SELECCIÓN:
La mayor parte de las ocasiones, uno se encuentra por el camino a una persona que, con el tiempo, llega a encumbrarse en su disciplina, algo que, dicho sea de paso, da una inmensa sensación de potencialidad y de júbilo: todos podemos llegar a ser lo que nos propongamos en un futuro no muy lejano. Otras circunstancias precipitan que, quien uno consideraba de un talento extraordinario, acaba por sucumbir ante la vulgaridad (entendida no como algo mediocre sino meramente mundano), cayendo en el anonimato y la frecuente frustración las más de las veces. Cosas que tiene la vida. Conocí a Mario Vargas Llosa como mezcla de designio y casualidad. Aquel encuentro no obedecía a un plan premeditado, aunque reconozco haber fantaseado con conocerle desde hacía años, cuando siendo aún estudiante de Periodismo, revisaba La ciudad y los perros como culmen de la precisión narrativa. Qué poco aprendimos del juicio de Vargas Llosa cuantos sucumbimos a su prosa y a sus encantos. Cuantísimo más podríamos haber absorbido de su inmensa competencia.

MATERIAL PROPORCIONADO:
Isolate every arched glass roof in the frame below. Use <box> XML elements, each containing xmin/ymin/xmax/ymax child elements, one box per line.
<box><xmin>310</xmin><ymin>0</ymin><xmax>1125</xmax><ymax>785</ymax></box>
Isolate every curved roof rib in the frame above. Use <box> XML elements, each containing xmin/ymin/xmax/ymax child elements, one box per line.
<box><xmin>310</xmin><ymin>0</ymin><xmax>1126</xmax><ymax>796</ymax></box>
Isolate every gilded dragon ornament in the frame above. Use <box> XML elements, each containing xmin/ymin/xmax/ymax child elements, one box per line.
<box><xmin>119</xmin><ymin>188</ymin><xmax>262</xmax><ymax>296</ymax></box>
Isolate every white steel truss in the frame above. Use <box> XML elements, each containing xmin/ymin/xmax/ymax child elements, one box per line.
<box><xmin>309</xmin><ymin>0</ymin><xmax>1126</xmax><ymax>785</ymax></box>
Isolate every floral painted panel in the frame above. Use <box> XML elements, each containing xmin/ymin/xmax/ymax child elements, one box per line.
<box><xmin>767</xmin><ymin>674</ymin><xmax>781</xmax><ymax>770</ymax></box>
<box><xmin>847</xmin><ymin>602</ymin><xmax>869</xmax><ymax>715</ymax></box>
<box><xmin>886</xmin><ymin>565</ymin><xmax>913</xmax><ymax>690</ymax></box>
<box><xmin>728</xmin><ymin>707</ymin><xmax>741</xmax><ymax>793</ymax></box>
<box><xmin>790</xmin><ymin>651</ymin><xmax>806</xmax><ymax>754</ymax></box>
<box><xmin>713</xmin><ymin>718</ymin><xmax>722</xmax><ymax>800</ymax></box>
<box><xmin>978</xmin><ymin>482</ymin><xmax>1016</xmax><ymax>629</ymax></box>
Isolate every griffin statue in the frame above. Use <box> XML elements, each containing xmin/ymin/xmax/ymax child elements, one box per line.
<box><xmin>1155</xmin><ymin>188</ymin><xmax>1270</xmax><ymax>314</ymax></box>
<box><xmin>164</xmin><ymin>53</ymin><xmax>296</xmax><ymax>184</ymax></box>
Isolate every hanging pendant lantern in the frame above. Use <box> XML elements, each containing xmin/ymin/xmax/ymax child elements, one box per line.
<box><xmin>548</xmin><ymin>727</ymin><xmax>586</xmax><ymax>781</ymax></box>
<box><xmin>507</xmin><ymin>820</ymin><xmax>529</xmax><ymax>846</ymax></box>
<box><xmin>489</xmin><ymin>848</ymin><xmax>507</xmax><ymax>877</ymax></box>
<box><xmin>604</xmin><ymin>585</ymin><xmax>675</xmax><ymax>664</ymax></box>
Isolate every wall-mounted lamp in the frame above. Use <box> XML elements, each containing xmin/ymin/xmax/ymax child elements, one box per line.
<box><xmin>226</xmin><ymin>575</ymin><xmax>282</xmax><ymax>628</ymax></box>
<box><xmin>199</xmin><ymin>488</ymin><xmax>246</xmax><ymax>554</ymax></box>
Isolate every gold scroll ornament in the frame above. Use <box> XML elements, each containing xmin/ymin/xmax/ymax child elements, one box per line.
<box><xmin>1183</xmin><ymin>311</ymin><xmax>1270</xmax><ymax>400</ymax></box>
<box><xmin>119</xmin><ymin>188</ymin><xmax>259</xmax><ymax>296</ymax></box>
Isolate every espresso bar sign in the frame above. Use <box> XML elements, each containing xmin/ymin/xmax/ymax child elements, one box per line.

OBJETIVO:
Repite completa la selección sobre el encuentro con Mario Vargas Llosa, sin cambiar ninguna palabra ni signo de puntuación.

RESPUESTA:
La mayor parte de las ocasiones, uno se encuentra por el camino a una persona que, con el tiempo, llega a encumbrarse en su disciplina, algo que, dicho sea de paso, da una inmensa sensación de potencialidad y de júbilo: todos podemos llegar a ser lo que nos propongamos en un futuro no muy lejano. Otras circunstancias precipitan que, quien uno consideraba de un talento extraordinario, acaba por sucumbir ante la vulgaridad (entendida no como algo mediocre sino meramente mundano), cayendo en el anonimato y la frecuente frustración las más de las veces. Cosas que tiene la vida. Conocí a Mario Vargas Llosa como mezcla de designio y casualidad. Aquel encuentro no obedecía a un plan premeditado, aunque reconozco haber fantaseado con conocerle desde hacía años, cuando siendo aún estudiante de Periodismo, revisaba La ciudad y los perros como culmen de la precisión narrativa. Qué poco aprendimos del juicio de Vargas Llosa cuantos sucumbimos a su prosa y a sus encantos. Cuantísimo más podríamos haber absorbido de su inmensa competencia.